START

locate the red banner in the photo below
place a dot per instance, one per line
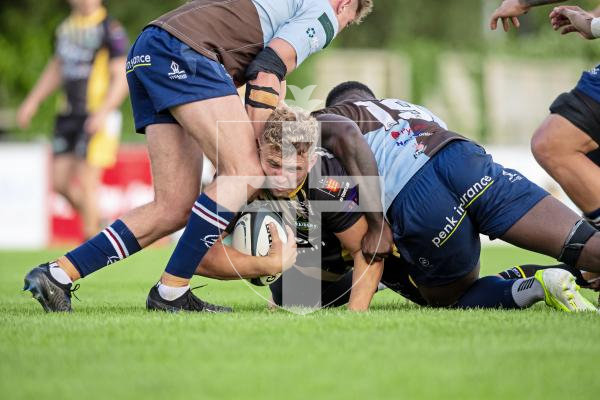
(125, 186)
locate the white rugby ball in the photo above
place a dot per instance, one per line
(251, 236)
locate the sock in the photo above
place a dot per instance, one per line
(206, 223)
(527, 292)
(113, 244)
(527, 271)
(593, 218)
(59, 274)
(171, 293)
(489, 292)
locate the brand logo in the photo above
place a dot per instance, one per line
(512, 178)
(143, 60)
(176, 73)
(454, 221)
(210, 240)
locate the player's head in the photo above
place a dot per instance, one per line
(351, 90)
(351, 11)
(287, 149)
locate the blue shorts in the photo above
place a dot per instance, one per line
(589, 84)
(460, 193)
(163, 72)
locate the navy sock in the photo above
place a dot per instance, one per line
(113, 244)
(594, 218)
(207, 222)
(489, 292)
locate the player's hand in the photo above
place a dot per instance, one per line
(378, 244)
(282, 255)
(508, 12)
(25, 113)
(95, 122)
(570, 19)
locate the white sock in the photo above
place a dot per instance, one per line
(527, 292)
(171, 293)
(59, 274)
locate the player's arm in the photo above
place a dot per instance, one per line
(570, 19)
(510, 10)
(115, 95)
(343, 137)
(266, 81)
(225, 263)
(365, 276)
(48, 82)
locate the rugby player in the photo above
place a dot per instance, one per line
(572, 131)
(183, 72)
(442, 191)
(303, 179)
(88, 65)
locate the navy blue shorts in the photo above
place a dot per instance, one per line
(589, 84)
(460, 193)
(163, 72)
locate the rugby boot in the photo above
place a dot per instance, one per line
(562, 292)
(51, 294)
(188, 302)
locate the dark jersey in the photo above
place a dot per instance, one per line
(324, 205)
(402, 136)
(84, 46)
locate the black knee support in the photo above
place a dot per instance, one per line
(578, 237)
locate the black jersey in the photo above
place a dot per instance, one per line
(324, 205)
(84, 46)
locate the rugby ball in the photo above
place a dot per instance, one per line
(251, 235)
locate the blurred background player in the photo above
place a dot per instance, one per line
(183, 71)
(564, 141)
(88, 65)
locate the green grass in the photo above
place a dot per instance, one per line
(110, 348)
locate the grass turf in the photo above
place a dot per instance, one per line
(111, 348)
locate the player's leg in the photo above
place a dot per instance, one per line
(176, 186)
(561, 149)
(222, 126)
(172, 79)
(561, 145)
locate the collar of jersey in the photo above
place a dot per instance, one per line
(94, 18)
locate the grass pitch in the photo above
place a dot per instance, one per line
(111, 348)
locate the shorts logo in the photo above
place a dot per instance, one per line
(210, 240)
(176, 73)
(454, 221)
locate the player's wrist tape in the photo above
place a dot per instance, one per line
(267, 61)
(596, 27)
(261, 97)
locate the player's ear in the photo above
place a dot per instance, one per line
(312, 161)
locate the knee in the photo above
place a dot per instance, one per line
(172, 216)
(545, 147)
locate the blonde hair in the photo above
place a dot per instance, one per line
(291, 130)
(364, 9)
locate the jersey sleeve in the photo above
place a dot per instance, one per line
(335, 187)
(308, 32)
(116, 39)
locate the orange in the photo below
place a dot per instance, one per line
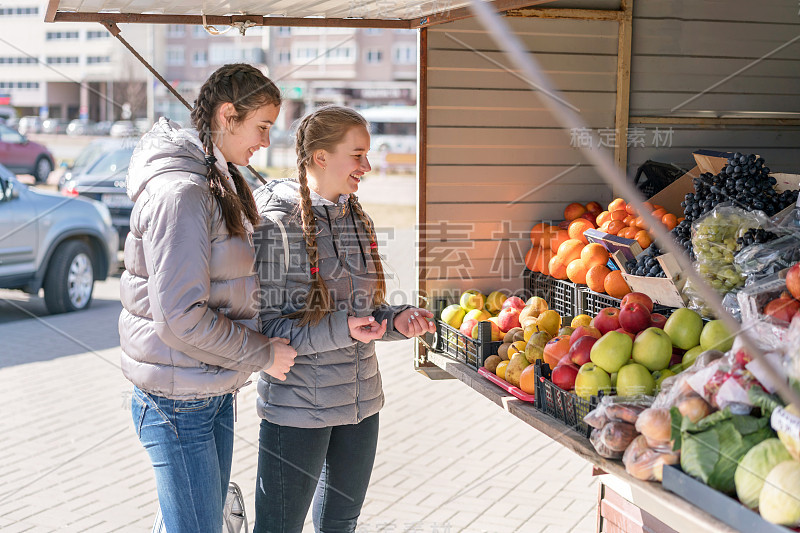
(557, 238)
(596, 276)
(594, 254)
(532, 259)
(619, 214)
(617, 203)
(570, 250)
(576, 271)
(557, 268)
(577, 227)
(644, 239)
(615, 285)
(614, 226)
(602, 218)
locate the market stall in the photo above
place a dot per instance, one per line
(651, 80)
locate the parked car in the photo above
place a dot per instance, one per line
(62, 245)
(104, 181)
(30, 124)
(54, 125)
(23, 156)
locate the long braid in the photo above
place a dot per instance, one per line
(379, 296)
(318, 301)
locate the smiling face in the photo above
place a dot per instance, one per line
(238, 141)
(340, 171)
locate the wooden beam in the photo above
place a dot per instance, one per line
(574, 14)
(716, 121)
(465, 12)
(623, 85)
(215, 20)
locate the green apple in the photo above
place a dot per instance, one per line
(684, 327)
(495, 301)
(477, 314)
(453, 315)
(592, 379)
(653, 349)
(661, 375)
(472, 299)
(635, 379)
(715, 336)
(691, 355)
(611, 351)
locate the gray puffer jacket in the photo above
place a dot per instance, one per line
(335, 379)
(189, 327)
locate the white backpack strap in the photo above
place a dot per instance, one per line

END

| Given problem |
Render every one of the rows above as a numbered list, one line per item, and drop any blank lines and the pictures.

| Finished task |
1. locate the red banner in the photo below
2. place a dot per instance, one per line
3. (125, 186)
4. locate the white rugby ball in the photo above
5. place a dot per instance, one per line
6. (251, 236)
7. locate the sock in the photo above
8. place a dot per instance, one per line
9. (206, 223)
10. (527, 292)
11. (113, 244)
12. (527, 271)
13. (593, 218)
14. (59, 274)
15. (171, 293)
16. (489, 292)
17. locate the brand logo in the photo above
18. place a dot per instance, one per line
19. (512, 178)
20. (143, 60)
21. (176, 73)
22. (454, 221)
23. (210, 240)
24. locate the player's head in the photo above
25. place a dot per instance, one per line
26. (351, 90)
27. (351, 11)
28. (287, 149)
29. locate the blue shorts in the photo above
30. place a dot per instance, one per line
31. (589, 84)
32. (460, 193)
33. (163, 72)
34. locate the navy sock in the photo above
35. place a dot per instance, one per line
36. (113, 244)
37. (594, 218)
38. (207, 222)
39. (489, 292)
40. locate the player's hand in the photo above
41. place a dot per instance, one per line
42. (378, 244)
43. (282, 255)
44. (508, 12)
45. (25, 113)
46. (95, 122)
47. (570, 19)
48. locate the white sock in the photo above
49. place a dot per instance, one per line
50. (527, 292)
51. (171, 293)
52. (59, 274)
53. locate the player's arm in the photo above
54. place a dot per instance, one per line
55. (570, 19)
56. (510, 10)
57. (115, 95)
58. (343, 137)
59. (266, 81)
60. (225, 263)
61. (365, 276)
62. (48, 82)
63. locate the rugby player in the photo above
64. place a dot per instance, one per line
65. (572, 131)
66. (183, 72)
67. (442, 191)
68. (303, 179)
69. (88, 65)
70. locate the navy blue shorts in the photo above
71. place a dot per instance, one per line
72. (589, 84)
73. (460, 193)
74. (163, 72)
75. locate the rugby boot in the photo above
76. place a dot per instance, one per line
77. (562, 292)
78. (51, 294)
79. (188, 302)
80. locate the dark jersey in the photo above
81. place a dot per instance, one per line
82. (324, 205)
83. (402, 136)
84. (84, 46)
85. locate the black knee support in the photo above
86. place a dot per instance, one per line
87. (578, 237)
88. locate the black jersey in the photo above
89. place a dot per instance, one per line
90. (324, 205)
91. (84, 46)
92. locate the rugby ball in the photo above
93. place a dot per instance, one per line
94. (251, 235)
95. locate the blurred background player in the photo above
96. place a dot per instance, one per line
97. (183, 71)
98. (564, 141)
99. (88, 65)
100. locate the green grass in the photo above
101. place a dot per instance, one per line
102. (110, 348)
103. locate the grass turf in the photo above
104. place a dot per instance, one per line
105. (111, 348)
106. locate the player's leg in the photo above
107. place a dot per instance, one per line
108. (176, 186)
109. (561, 149)
110. (222, 126)
111. (172, 79)
112. (561, 145)
113. locate the collar of jersey in the photo above
114. place a dot per instance, one per line
115. (94, 18)
116. locate the grass pitch in the photo above
117. place a dot per instance, one per line
118. (111, 348)
119. locate the shorts logo in the photo above
120. place a dot per instance, one per line
121. (210, 240)
122. (176, 73)
123. (454, 221)
124. locate the player's wrist tape in the photo above
125. place a dot per instance, one per line
126. (267, 61)
127. (596, 27)
128. (261, 97)
129. locate the player's ear in the photo above
130. place a dot per instance, one per line
131. (312, 161)
132. locate the knee in the photo above
133. place a dot per instance, one per line
134. (172, 216)
135. (545, 147)
136. locate the blonde hair in the photo above
137. place a dot per instance, one per line
138. (291, 130)
139. (364, 9)
140. locate the jersey sleeve in the photo above
141. place a dot per instance, one per line
142. (335, 187)
143. (308, 32)
144. (116, 39)
145. locate the orange in the photo below
146. place a dot per instance, one per line
147. (557, 238)
148. (596, 276)
149. (594, 254)
150. (532, 259)
151. (619, 214)
152. (617, 203)
153. (570, 250)
154. (576, 271)
155. (557, 268)
156. (577, 227)
157. (644, 239)
158. (615, 285)
159. (614, 226)
160. (602, 218)
161. locate the market stall in the photo above
162. place a dot per instance, one per line
163. (651, 80)
164. locate the parked car in the photo above
165. place a dot per instance, one per line
166. (62, 245)
167. (104, 181)
168. (30, 124)
169. (54, 125)
170. (23, 156)
171. locate the long braid in the photo above
172. place a dot per instance, one per line
173. (379, 296)
174. (318, 301)
175. locate the smiling face in the photo above
176. place a dot per instance, one per line
177. (238, 141)
178. (340, 171)
179. locate the wooden beam in the photo above
180. place a dot per instance, one per line
181. (574, 14)
182. (716, 121)
183. (465, 12)
184. (623, 85)
185. (215, 20)
186. locate the green apple in the photo above
187. place a dot per instance, one per line
188. (684, 327)
189. (495, 301)
190. (477, 314)
191. (453, 315)
192. (592, 379)
193. (653, 349)
194. (661, 375)
195. (472, 299)
196. (635, 379)
197. (715, 336)
198. (691, 355)
199. (611, 351)
200. locate the gray puffer jacket in the photo above
201. place a dot per instance, one per line
202. (335, 379)
203. (189, 327)
204. locate the white backpack strap in the photo above
205. place a dot per instance, one per line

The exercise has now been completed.